Jean Zay: HPE SGI 8600 supercomputer

jean-zay-annonce-01.jpg

  • copyright Photothèque CNRS/Cyril Frésillon

Jean Zay is an HPE SGI 8600 computer composed of two partitions: a partition containing scalar nodes, and a partition containing accelerated nodes which are hybrid nodes equipped with both CPUs and GPUs. All the compute nodes are interconnected by an Intel Omni-PAth network (OPA) and access a parallel file system with very high bandwidth.

Following two successive extensions, the cumulated peak performance of Jean Zay reached 36.85 Pflop/s starting in June 2022.

For more information, please refer to our documentation concerning the usage of Jean Zay resources.

Hardware description

Access to the various hardware partitions of the machine depends on the type of job submitted (CPU or GPU) and the Slurm partition requested for its execution (see the details of the Slurm CPU partitions and the Slurm GPU partitions).

Scalar partition (or CPU partition)

Without specifying a CPU partition, or with the cpu_p1 partition, you will have access to the following resources:

  • 720 scalar compute nodes with:
    • 2 Intel Cascade Lake 6248 processors (20 cores at 2.5 GHz), or 40 cores per node
    • 192 GB of memory per node

Note: Following the decommissioning of 808 CPU nodes on 5 February 2024, this partition went from 1528 nodes to 720 nodes.

Accelerated partition (or GPU partition)

Without indicating a GPU partition, or with the v100-16g or v100-32g constraint, you will have access to the following resources:

  • 396 four-GPU accelerated compute nodes with:
    • 2 Intel Cascade Lake 6248 processors (20 cores at 2.5 GHz), or 40 cores per node
    • 192 GB of memory per node
    • 126 nodes with 4 Nvidia Tesla V100 SXM2 16GB GPUs (with v100-16g)

## SUPPLIED MATERIAL
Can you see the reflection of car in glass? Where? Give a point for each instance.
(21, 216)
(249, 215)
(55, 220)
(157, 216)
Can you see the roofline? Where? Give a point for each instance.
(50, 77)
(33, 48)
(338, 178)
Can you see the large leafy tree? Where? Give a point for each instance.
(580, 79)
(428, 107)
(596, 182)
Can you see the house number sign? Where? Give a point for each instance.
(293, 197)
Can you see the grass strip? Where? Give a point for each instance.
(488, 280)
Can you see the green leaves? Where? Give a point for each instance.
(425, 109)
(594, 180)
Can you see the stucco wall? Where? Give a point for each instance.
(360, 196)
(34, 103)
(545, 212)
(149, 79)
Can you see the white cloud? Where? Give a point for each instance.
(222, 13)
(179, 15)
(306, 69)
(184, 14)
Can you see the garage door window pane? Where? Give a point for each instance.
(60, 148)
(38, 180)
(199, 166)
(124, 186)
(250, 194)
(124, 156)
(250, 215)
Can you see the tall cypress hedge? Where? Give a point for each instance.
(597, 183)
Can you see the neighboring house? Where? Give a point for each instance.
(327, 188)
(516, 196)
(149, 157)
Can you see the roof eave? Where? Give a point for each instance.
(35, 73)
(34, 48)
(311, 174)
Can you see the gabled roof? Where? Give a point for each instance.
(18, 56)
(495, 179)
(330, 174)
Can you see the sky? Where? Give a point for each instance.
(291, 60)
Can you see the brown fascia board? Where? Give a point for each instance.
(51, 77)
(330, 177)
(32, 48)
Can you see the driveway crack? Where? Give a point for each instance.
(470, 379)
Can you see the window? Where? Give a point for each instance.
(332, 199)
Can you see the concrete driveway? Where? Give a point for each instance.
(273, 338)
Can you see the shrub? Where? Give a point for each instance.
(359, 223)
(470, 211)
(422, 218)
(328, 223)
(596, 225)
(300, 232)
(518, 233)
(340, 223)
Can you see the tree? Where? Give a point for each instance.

## TASKS AND EXERCISES
- A) Answer these questions using the page on the Jean Zay supercomputer:
(i) What cumulated peak performance did Jean Zay reach starting in June 2022?
(ii) Before the decommissioning on 5 February 2024, how many nodes did the scalar partition have?
(iii) How many accelerated nodes have 4 Nvidia Tesla V100 SXM2 16GB GPUs?
- B) Resume the page on the Jean Zay supercomputer from the point where it stops.

## OUTPUTS
- A)
(i) 36.85 Pflop/s
(ii) 1528 nodes
(iii) 126 nodes

- B)
    • 270 nodes with 4 Nvidia Tesla V100 SXM2 32GB GPUs (with v100-32g)

Note: Following the decommissioning of 220 4-GPU V100 16 GB nodes (v100-16g) on 5 February 2024, this partition went from 616 nodes to 396 nodes.

With the gpu_p2, gpu_p2s or gpu_p2l partitions, you will have access to the following resources:

  • 31 eight-GPU accelerated compute nodes with:
    • 2 Intel Cascade Lake 6226 processors (12 cores at 2.7 GHz), or 24 cores per node
    • 20 nodes with 384 GB of memory (with gpu_p2 or gpu_p2s)
    • 11 nodes with 768 GB of memory (with gpu_p2 or gpu_p2l)
    • 8 Nvidia Tesla V100 SXM2 32 GB GPUs

With the gpu_p5 partition (extension of June 2022 and accessible only with A100 GPU hours), you will have access to the following resources:

  • 52 eight-GPU accelerated compute nodes with:
    • 2 AMD Milan EPYC 7543 processors (32 cores at 2.80 GHz), or 64 cores per node
    • 512 GB of memory per node
    • 8 Nvidia A100 SXM4 80 GB GPUs

Pre- and post-processing

With the prepost partition, you will have access to the following resources:

  • 4 pre- and post-processing large memory nodes with:
    • 4 Intel Skylake 6132 processors (12 cores at 3.2 GHz), or 48 cores per node
    • 3 TB of memory per node
    • 1 Nvidia Tesla V100 GPU
    • An internal NVMe 1.5 TB disk

Visualization

With the visu partition, you will have access to the following resources:

  • 5 scalar-type visualization nodes with:
    • 2 Intel Cascade Lake 6248 processors (20 cores at 2.5 GHz), or 40 cores per node
    • 192 GB of memory per node
    • 1 Nvidia Quadro P6000 GPU

Compilation

With the compil partition, you will have access to the following resources:

  • 4 pre- and post-processing large memory nodes (see above)
  • 3 compilation nodes with:
    • 1 Intel(R) Xeon(R) Silver 4114 processor (10 cores at 2.20 GHz)
    • 96 GB of memory per node

Archiving

With the archive partition, you will have access to the following resources:

  • 4 pre- and post-processing nodes (see above)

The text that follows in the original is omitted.